* START *

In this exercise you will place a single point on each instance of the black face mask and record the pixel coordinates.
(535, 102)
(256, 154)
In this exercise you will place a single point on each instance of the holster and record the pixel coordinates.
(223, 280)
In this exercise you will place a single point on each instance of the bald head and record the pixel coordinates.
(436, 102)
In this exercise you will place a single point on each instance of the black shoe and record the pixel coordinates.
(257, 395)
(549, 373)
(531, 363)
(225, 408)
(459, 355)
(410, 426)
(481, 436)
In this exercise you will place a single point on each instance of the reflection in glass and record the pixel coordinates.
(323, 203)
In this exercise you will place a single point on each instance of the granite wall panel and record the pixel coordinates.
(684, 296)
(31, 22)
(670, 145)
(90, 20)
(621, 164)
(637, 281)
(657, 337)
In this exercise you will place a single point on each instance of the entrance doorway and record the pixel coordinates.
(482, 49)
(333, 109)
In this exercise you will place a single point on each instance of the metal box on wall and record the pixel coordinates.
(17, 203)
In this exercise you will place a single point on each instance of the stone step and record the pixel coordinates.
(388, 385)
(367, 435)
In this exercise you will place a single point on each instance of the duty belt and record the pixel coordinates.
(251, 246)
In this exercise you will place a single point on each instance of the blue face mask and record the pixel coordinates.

* END *

- [Short exercise]:
Please rewrite the rows above, changing every "pixel coordinates" to "x and y values" and leaving everything else as it is.

- [Expected output]:
In this exercise you will place a single point on each instance of the black face mask and record the x and y values.
(535, 102)
(256, 154)
In this exercise you will place a single point on each instance of the holster and record the x and y values.
(223, 280)
In this exercise you will place a single point on each instance of the bald head and record the x and y values.
(436, 102)
In this exercise you will place a single point on each instance of the black shoe and record the x and y values.
(257, 395)
(549, 373)
(531, 363)
(225, 408)
(459, 355)
(410, 426)
(481, 436)
In this exercise you will place a single point on each instance of the reflection in glass and record the x and y values.
(323, 203)
In this exercise you will place a single point on each instance of the granite wall panel and record the x and y values.
(684, 296)
(31, 22)
(670, 145)
(90, 20)
(621, 164)
(637, 281)
(657, 337)
In this exercise you will place a single point on each instance of the entrance doorway and record the x and y values.
(482, 49)
(333, 109)
In this exercise you will place a single point on each instance of the metal box on wall and record the x and y values.
(17, 203)
In this exercise you will place a single point on each instance of the stone step and record the x and y values.
(388, 385)
(367, 435)
In this exercise you will place a single point on each instance of the duty belt and record the x and y values.
(251, 246)
In this exercise you will place a single point on each instance of the blue face mask and record the x and y values.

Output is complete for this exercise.